▶ **Material for the task**
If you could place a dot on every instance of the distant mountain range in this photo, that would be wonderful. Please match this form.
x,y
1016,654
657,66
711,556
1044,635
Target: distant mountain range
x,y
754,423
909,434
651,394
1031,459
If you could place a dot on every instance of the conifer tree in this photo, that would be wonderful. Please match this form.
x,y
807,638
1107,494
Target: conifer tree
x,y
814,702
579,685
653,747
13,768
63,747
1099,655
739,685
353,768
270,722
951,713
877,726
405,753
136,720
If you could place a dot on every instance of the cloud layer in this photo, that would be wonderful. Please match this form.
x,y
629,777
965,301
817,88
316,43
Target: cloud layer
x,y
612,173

* * *

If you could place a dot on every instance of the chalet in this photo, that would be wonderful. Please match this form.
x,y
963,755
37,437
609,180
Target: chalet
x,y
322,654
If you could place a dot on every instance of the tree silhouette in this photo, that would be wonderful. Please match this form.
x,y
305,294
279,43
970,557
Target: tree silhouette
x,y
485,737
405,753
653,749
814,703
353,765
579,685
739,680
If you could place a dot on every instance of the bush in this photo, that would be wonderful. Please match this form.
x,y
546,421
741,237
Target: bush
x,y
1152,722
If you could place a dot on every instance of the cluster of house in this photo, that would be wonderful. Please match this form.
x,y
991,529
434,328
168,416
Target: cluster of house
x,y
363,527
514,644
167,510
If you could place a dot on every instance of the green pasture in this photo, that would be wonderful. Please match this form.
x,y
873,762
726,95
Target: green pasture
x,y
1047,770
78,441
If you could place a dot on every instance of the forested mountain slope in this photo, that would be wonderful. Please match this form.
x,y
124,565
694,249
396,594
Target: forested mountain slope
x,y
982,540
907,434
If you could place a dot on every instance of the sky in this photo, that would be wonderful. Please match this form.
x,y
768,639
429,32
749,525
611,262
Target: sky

▶ **Set task**
Copy out the stretch of the data above from the line containing "of the green" through the line containing "Target: sky", keeping every character, space, and line break unchanged.

▶ **Task solution**
If you could place a dot on every instance of the green pasture in this photo, that would be wonderful. Please match this form.
x,y
873,762
726,95
Target: green pasture
x,y
1047,770
78,441
If you could place a dot on every instance of the forested mountain slope in this photo, that would be wonderful. Please match this form.
x,y
124,565
694,249
396,594
Target: forested mountain slope
x,y
982,540
907,434
If you could place a dot on every instance of the sky in this photo, that would be wonderful. Please match this form.
x,y
768,639
429,32
749,525
611,262
Target: sky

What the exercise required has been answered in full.